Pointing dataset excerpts
************
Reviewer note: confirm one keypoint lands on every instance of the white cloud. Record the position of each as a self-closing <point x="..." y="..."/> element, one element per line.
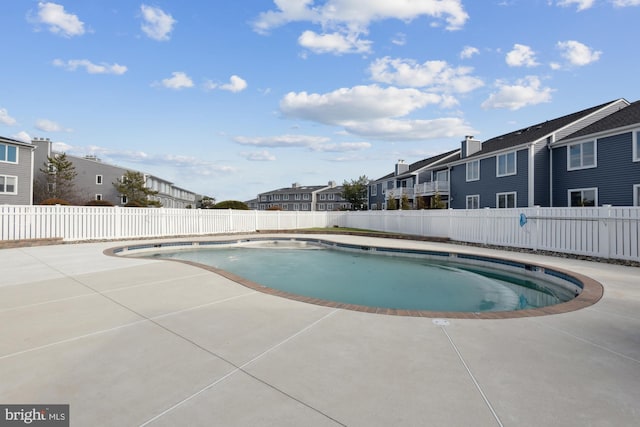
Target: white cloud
<point x="392" y="129"/>
<point x="578" y="54"/>
<point x="524" y="92"/>
<point x="282" y="140"/>
<point x="400" y="39"/>
<point x="59" y="21"/>
<point x="335" y="43"/>
<point x="156" y="24"/>
<point x="468" y="52"/>
<point x="342" y="147"/>
<point x="313" y="143"/>
<point x="374" y="112"/>
<point x="91" y="68"/>
<point x="582" y="4"/>
<point x="357" y="15"/>
<point x="46" y="125"/>
<point x="626" y="3"/>
<point x="344" y="21"/>
<point x="437" y="75"/>
<point x="187" y="164"/>
<point x="521" y="56"/>
<point x="258" y="156"/>
<point x="5" y="118"/>
<point x="236" y="84"/>
<point x="359" y="103"/>
<point x="22" y="136"/>
<point x="179" y="80"/>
************
Exercise details
Reproduce every line of the items above without any change, leaving out the picture.

Answer below
Reviewer note: confirm one keypoint lands on every instance of the white cloud. Record the position of each as a self-closing <point x="..." y="..."/> element, one element per line.
Target: white cloud
<point x="392" y="129"/>
<point x="578" y="54"/>
<point x="524" y="92"/>
<point x="282" y="140"/>
<point x="400" y="39"/>
<point x="59" y="21"/>
<point x="335" y="43"/>
<point x="156" y="24"/>
<point x="468" y="52"/>
<point x="342" y="147"/>
<point x="313" y="143"/>
<point x="374" y="112"/>
<point x="91" y="68"/>
<point x="582" y="4"/>
<point x="357" y="15"/>
<point x="46" y="125"/>
<point x="626" y="3"/>
<point x="344" y="21"/>
<point x="437" y="75"/>
<point x="187" y="164"/>
<point x="521" y="56"/>
<point x="258" y="156"/>
<point x="5" y="118"/>
<point x="236" y="84"/>
<point x="359" y="103"/>
<point x="22" y="136"/>
<point x="179" y="80"/>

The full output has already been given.